#### Task description:
Please copy the data below word for word, starting with the line that contains "TARGET = round green bush" and going on through the end of the data.

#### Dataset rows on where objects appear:
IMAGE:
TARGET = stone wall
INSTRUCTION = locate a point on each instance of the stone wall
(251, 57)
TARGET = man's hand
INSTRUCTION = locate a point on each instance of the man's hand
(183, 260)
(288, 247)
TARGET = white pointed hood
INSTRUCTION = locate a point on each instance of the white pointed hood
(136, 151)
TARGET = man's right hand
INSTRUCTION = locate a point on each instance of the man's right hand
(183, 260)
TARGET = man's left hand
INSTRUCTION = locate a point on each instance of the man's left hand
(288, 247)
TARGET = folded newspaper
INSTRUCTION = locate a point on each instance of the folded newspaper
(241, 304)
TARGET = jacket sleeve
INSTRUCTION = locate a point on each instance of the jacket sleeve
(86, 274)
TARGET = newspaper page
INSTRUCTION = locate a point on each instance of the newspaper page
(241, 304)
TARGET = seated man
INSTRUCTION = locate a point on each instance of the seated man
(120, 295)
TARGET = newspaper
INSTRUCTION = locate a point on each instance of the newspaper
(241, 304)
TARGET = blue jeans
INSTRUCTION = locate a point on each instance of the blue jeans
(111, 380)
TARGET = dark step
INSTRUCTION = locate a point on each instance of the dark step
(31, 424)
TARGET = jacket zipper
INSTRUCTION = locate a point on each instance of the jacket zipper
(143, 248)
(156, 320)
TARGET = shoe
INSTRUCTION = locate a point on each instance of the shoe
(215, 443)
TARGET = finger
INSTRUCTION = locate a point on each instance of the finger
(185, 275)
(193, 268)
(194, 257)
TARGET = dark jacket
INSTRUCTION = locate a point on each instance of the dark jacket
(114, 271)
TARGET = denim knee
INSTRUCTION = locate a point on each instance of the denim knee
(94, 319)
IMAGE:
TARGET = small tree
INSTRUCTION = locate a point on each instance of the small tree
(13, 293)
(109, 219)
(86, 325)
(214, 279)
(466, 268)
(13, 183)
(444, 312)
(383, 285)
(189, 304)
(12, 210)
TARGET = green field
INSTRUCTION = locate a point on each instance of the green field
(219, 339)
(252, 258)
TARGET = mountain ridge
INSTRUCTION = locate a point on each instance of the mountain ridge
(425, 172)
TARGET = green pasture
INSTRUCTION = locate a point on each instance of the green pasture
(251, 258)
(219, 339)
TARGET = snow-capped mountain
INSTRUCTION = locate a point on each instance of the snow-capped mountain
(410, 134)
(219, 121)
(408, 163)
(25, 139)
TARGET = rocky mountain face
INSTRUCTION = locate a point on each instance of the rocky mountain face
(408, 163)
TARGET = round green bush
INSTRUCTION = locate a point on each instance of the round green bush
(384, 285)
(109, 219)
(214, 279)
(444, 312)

#### Result:
TARGET = round green bush
INSTRUCTION = locate a point on each instance of the round green bush
(384, 285)
(109, 219)
(214, 279)
(444, 312)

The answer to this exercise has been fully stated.